• Problem: Pull out every line of the data below that contains the word "calm", matching its case exactly.

Location labeling data:

:::::

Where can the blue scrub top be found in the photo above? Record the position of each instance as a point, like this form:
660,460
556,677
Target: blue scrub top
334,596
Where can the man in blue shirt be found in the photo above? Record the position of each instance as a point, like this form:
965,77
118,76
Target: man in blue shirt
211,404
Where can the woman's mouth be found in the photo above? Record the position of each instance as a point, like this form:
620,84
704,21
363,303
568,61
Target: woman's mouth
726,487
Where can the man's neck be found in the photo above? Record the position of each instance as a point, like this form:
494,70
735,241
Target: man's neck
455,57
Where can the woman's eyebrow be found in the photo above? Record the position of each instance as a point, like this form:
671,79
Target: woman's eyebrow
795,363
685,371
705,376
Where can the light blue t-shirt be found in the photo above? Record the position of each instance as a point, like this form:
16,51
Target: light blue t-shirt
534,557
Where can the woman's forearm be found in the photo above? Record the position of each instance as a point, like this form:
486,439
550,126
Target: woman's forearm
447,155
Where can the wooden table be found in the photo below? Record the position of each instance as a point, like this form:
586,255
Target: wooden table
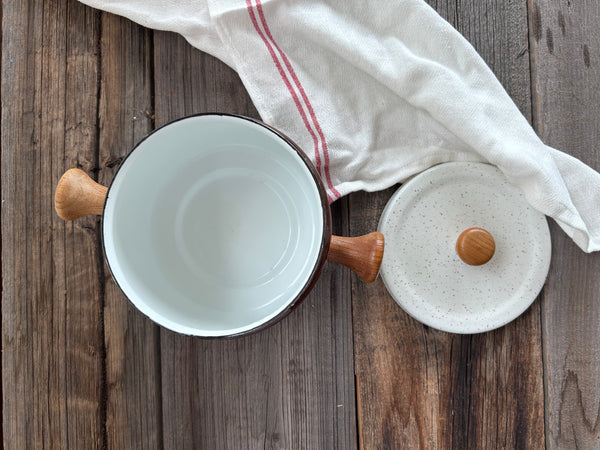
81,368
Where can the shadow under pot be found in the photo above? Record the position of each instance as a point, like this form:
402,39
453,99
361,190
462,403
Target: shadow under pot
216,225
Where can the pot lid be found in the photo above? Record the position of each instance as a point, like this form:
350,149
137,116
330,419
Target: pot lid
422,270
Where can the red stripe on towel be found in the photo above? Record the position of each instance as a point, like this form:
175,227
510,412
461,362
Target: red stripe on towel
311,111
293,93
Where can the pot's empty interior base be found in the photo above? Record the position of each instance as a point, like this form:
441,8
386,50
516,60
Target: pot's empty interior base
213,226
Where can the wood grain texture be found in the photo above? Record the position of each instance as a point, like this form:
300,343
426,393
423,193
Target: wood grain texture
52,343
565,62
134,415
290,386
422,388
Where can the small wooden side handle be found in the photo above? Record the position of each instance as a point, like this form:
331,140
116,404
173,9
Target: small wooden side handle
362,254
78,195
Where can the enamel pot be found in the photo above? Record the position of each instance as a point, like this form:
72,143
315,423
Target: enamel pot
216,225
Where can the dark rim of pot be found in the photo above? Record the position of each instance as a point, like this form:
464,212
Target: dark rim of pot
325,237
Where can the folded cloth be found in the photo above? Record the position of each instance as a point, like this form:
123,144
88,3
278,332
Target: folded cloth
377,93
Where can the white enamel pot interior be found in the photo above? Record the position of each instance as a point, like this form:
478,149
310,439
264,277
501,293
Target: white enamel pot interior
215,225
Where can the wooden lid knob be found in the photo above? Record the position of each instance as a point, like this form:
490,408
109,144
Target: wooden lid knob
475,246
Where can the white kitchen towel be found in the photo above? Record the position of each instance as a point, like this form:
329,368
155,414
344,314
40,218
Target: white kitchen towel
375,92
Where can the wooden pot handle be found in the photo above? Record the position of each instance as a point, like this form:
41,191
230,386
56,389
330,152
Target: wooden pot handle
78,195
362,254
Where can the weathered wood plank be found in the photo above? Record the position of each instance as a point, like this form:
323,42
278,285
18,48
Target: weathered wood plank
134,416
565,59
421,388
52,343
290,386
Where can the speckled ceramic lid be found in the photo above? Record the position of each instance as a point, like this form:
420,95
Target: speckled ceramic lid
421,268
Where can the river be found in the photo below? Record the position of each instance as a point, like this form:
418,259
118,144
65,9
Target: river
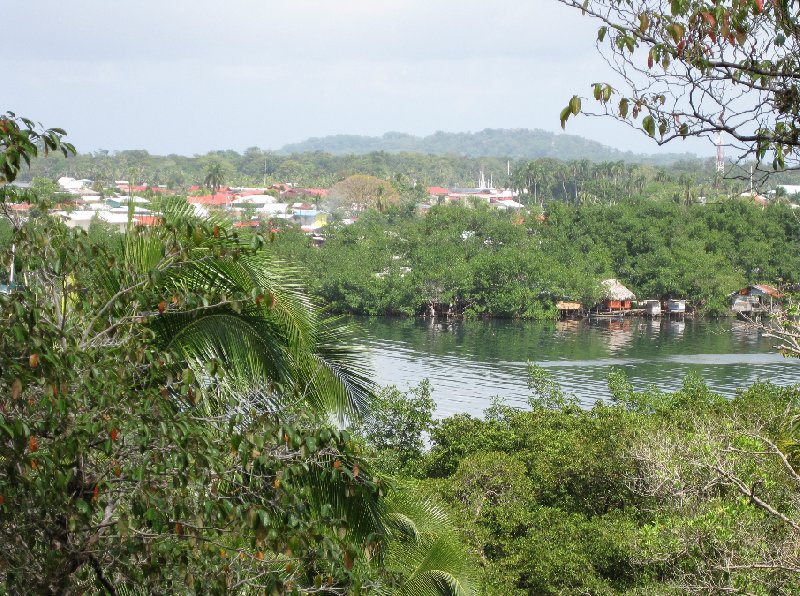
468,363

:::::

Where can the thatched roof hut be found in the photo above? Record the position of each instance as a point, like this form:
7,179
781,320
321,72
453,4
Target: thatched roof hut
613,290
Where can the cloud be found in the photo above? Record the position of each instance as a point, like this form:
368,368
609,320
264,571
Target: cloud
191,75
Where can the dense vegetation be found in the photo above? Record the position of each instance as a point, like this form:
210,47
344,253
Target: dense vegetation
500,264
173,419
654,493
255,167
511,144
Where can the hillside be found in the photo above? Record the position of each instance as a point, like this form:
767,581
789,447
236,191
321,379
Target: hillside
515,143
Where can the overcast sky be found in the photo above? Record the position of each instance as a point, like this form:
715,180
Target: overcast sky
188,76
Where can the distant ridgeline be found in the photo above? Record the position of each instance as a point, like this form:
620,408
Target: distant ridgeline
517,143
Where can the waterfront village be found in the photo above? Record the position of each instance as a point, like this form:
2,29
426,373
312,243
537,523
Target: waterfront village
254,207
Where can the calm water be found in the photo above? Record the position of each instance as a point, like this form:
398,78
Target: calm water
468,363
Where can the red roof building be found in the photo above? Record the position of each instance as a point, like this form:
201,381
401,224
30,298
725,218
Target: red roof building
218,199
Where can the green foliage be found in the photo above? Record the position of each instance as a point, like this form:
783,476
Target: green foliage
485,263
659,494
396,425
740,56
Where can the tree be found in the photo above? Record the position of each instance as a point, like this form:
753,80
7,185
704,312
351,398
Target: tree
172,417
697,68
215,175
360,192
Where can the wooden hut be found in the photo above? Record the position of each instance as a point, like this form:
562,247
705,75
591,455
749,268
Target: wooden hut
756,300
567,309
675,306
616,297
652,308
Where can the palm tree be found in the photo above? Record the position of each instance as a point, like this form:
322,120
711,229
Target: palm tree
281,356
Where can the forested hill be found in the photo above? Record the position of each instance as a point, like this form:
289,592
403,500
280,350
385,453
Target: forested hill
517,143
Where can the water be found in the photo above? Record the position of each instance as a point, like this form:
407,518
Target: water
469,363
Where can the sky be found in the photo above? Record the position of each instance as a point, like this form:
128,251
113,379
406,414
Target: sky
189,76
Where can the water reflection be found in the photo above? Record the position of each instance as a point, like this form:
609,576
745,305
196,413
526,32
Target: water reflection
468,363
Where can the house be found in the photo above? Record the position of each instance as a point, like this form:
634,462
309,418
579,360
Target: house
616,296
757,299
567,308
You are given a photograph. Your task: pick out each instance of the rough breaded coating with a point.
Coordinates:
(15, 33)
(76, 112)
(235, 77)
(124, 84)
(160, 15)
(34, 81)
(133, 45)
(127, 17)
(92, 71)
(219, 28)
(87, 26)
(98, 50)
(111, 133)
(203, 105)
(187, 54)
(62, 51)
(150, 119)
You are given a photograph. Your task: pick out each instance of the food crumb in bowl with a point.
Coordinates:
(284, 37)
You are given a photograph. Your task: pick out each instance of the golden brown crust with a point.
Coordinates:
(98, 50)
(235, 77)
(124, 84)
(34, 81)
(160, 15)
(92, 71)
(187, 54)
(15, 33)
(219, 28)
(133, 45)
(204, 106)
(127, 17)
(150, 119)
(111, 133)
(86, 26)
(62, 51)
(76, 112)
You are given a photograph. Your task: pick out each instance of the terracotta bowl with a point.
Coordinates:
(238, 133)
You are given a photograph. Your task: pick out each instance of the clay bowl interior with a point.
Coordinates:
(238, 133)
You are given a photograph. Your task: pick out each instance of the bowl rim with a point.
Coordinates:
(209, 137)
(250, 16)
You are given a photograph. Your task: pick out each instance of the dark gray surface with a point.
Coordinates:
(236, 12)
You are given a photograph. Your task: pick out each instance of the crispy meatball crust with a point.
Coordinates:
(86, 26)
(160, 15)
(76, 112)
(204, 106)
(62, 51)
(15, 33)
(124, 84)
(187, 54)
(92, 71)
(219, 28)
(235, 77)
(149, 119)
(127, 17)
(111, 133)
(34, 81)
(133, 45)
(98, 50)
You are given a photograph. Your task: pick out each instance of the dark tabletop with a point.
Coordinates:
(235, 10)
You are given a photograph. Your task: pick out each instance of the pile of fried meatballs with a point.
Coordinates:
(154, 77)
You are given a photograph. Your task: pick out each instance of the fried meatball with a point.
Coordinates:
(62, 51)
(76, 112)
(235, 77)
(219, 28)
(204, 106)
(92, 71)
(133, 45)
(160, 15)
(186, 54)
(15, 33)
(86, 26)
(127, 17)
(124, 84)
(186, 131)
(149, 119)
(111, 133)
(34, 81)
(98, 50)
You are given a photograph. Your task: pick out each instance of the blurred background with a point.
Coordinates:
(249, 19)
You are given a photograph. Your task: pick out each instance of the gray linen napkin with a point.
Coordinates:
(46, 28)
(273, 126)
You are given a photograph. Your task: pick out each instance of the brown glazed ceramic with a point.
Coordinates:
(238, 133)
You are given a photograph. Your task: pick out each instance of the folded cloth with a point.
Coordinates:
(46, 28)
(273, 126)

:::::

• Exercise output:
Where can the calm water be found in the photo above? Record the position of each instance as a point, like this form:
Target: calm water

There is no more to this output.